### TO DO
Retype every item below character for character, leaving out the pictures.

DATA start

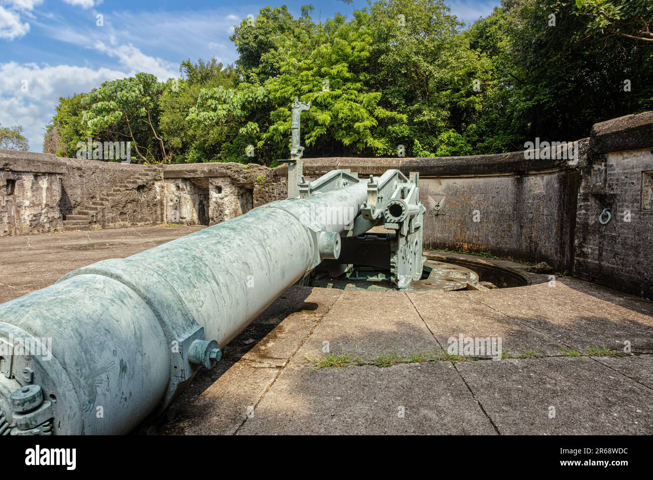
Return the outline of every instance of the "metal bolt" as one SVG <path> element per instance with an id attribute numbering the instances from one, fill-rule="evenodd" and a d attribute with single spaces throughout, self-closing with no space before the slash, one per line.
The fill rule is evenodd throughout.
<path id="1" fill-rule="evenodd" d="M 215 340 L 195 340 L 188 351 L 188 361 L 207 368 L 212 368 L 221 357 L 222 352 Z"/>
<path id="2" fill-rule="evenodd" d="M 218 361 L 222 358 L 222 350 L 219 348 L 214 348 L 209 354 L 209 358 L 214 362 Z"/>
<path id="3" fill-rule="evenodd" d="M 25 385 L 9 396 L 11 409 L 17 413 L 26 413 L 43 403 L 43 390 L 40 385 Z"/>
<path id="4" fill-rule="evenodd" d="M 34 370 L 28 366 L 23 369 L 23 379 L 25 383 L 31 383 L 34 381 Z"/>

DATA end

### REPLY TO THE TASK
Return the outline of every instance of the "metal bolt" as one SVG <path> element per instance with an id attribute numbering the instances from one, fill-rule="evenodd" and a d attribute with single spaces throughout, self-closing with no space before the slash, one per line.
The fill rule is evenodd throughout.
<path id="1" fill-rule="evenodd" d="M 215 340 L 195 340 L 188 351 L 188 361 L 207 368 L 212 368 L 221 357 L 222 352 Z"/>
<path id="2" fill-rule="evenodd" d="M 218 361 L 222 358 L 222 350 L 219 348 L 214 348 L 209 354 L 209 358 L 214 362 Z"/>
<path id="3" fill-rule="evenodd" d="M 25 385 L 9 396 L 11 409 L 17 413 L 26 413 L 43 403 L 43 390 L 40 385 Z"/>
<path id="4" fill-rule="evenodd" d="M 34 370 L 28 366 L 23 369 L 23 379 L 25 383 L 31 383 L 34 381 Z"/>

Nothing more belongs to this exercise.